Description of the task: State the count of lines below in which the word "doorway" appears, and add nothing.
= Beginning of Section =
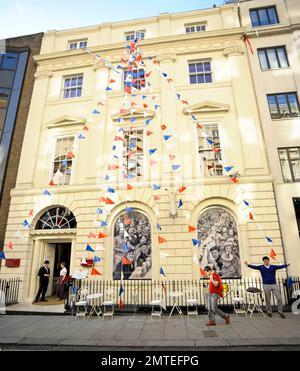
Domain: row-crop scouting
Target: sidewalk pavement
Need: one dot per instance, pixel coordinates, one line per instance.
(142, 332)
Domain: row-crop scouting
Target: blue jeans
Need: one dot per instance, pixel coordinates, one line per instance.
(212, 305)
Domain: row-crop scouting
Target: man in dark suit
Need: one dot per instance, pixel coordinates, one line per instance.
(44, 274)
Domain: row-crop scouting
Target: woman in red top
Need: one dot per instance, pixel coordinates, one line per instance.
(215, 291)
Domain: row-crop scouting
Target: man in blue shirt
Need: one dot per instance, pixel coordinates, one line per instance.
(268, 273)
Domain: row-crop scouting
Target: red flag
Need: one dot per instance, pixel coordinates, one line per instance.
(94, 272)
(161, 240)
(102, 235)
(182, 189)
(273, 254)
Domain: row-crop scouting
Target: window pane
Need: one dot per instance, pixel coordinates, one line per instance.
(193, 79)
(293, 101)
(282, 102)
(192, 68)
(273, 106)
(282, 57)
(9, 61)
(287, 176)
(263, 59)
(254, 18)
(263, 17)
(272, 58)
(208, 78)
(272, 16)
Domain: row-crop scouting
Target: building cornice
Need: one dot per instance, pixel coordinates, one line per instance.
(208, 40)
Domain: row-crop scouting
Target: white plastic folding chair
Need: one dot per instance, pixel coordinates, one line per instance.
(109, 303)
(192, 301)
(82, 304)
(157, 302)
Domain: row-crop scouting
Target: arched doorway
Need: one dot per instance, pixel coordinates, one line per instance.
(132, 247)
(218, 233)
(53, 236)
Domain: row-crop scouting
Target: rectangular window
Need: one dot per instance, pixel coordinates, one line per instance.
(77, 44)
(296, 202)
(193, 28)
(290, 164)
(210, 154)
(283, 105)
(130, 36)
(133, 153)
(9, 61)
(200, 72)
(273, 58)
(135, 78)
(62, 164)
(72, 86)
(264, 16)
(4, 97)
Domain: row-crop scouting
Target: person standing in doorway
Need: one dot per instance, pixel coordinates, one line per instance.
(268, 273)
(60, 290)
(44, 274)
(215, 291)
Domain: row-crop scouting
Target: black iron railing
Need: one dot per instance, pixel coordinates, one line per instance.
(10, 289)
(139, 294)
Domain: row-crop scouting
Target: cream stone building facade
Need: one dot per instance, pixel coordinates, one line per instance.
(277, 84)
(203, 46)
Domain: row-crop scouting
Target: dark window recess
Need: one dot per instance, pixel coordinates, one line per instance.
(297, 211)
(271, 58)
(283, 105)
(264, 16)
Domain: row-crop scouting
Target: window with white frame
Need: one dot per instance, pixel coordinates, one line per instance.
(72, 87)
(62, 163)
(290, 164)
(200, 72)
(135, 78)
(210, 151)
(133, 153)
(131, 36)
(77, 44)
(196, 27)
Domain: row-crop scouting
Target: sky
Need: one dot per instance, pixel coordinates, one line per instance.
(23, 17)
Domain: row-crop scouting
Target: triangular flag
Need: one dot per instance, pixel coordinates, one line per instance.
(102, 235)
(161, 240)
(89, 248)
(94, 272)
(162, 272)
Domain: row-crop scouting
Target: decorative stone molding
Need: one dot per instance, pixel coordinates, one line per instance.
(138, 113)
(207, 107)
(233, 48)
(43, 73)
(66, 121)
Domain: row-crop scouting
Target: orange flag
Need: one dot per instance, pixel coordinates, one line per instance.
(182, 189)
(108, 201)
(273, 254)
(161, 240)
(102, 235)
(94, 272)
= End of Section =
= Beginning of Section =
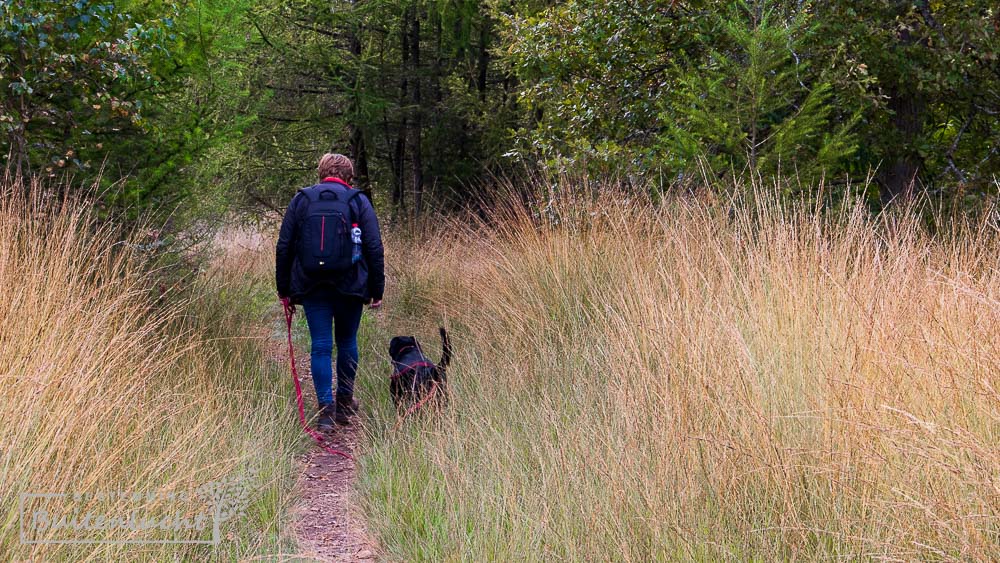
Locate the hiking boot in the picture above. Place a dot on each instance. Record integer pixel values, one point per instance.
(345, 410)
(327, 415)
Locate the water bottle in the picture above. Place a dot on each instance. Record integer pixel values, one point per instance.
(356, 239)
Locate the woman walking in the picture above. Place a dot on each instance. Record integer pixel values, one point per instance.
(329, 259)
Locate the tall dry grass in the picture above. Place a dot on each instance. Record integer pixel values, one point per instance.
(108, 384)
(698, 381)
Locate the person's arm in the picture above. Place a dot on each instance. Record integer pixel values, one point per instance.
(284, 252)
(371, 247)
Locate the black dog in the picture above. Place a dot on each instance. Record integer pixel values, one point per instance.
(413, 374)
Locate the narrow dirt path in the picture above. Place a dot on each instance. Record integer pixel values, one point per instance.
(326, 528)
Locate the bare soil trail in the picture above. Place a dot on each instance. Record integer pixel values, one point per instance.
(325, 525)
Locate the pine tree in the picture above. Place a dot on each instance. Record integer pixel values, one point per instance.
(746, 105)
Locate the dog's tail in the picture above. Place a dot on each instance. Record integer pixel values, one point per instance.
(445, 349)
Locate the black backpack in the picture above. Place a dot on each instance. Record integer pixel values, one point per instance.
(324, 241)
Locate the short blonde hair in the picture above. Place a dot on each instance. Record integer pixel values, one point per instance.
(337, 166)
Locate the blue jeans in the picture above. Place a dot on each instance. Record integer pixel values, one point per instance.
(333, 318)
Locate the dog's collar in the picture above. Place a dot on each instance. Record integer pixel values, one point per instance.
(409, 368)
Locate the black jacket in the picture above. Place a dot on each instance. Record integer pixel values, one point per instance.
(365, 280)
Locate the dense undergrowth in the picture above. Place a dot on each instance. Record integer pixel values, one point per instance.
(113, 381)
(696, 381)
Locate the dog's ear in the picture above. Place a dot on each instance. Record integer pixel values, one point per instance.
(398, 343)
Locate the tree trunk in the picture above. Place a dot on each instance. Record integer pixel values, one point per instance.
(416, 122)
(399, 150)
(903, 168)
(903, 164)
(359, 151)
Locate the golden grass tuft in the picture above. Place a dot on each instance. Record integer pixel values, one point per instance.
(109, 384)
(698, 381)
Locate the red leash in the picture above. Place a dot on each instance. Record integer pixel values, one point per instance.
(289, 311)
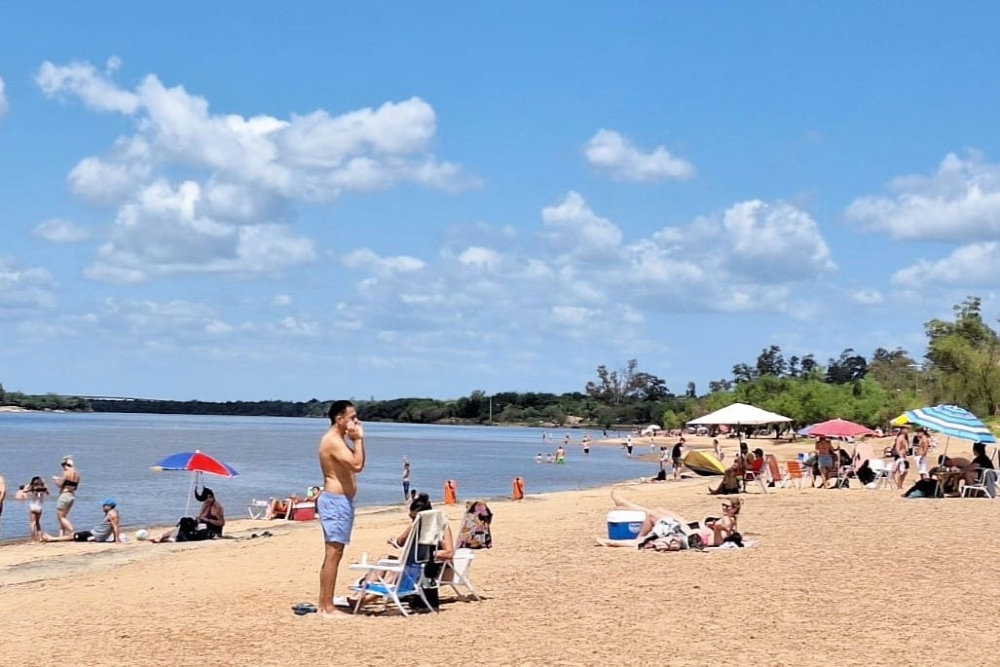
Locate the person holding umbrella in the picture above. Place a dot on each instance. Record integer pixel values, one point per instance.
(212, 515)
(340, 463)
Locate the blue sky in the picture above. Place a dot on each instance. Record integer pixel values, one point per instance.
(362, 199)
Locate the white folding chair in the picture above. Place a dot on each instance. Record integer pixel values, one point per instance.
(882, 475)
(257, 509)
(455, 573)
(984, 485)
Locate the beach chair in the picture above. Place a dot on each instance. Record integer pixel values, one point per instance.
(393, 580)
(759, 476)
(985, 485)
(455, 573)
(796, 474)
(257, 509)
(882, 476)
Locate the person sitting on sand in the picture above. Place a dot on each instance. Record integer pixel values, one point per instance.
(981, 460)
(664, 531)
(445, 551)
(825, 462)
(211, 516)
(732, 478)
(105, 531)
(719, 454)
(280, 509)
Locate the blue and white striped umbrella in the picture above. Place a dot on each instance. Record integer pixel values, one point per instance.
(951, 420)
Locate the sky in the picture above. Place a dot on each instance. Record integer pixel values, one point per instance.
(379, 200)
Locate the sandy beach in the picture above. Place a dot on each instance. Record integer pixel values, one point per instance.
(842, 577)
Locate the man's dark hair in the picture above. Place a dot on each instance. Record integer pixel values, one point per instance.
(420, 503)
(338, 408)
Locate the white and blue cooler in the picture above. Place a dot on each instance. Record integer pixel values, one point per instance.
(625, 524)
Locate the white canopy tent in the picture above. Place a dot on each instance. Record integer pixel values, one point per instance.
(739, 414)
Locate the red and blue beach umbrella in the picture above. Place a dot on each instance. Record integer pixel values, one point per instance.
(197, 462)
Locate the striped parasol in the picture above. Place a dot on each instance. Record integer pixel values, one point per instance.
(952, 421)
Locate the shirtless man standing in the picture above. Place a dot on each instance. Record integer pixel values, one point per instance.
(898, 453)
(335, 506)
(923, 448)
= End of Section =
Solution for this problem: 2